• Task: Every line below that holds the string "picture" should be copied out.

• Record set:

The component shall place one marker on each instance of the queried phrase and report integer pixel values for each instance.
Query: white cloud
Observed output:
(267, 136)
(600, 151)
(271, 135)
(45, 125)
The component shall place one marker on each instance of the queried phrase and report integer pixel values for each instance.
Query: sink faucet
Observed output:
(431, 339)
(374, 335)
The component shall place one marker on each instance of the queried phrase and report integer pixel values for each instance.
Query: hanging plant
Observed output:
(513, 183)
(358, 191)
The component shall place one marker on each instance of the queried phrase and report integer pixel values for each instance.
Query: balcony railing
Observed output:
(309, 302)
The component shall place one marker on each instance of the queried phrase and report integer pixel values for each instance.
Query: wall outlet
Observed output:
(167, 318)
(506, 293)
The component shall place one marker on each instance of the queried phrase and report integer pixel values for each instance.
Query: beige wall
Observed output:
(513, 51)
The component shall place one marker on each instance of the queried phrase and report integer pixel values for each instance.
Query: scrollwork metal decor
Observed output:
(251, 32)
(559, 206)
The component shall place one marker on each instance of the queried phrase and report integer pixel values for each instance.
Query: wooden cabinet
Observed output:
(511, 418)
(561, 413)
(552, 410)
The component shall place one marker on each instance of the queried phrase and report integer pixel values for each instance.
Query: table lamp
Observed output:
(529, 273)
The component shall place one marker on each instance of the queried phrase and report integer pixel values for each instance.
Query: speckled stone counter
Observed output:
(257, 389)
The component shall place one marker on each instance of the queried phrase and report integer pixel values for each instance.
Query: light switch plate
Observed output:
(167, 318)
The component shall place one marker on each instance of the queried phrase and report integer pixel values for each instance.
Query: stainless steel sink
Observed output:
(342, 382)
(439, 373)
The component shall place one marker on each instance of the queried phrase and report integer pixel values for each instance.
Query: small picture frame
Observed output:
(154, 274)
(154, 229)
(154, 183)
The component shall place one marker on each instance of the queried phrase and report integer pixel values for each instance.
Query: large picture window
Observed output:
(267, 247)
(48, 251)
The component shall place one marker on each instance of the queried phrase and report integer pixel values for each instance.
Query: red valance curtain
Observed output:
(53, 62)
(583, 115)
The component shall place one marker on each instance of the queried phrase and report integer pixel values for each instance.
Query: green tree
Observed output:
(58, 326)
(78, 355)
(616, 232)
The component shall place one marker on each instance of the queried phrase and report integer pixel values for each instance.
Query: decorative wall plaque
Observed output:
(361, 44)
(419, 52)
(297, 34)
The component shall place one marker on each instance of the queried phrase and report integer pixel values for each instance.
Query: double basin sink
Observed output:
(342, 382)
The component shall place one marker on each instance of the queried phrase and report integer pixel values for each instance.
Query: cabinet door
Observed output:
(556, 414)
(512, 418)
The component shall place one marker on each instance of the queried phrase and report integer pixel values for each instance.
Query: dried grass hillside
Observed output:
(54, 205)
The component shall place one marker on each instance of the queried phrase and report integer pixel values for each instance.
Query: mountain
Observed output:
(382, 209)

• Solution for this task:
Query: small picture frame
Query: large picture window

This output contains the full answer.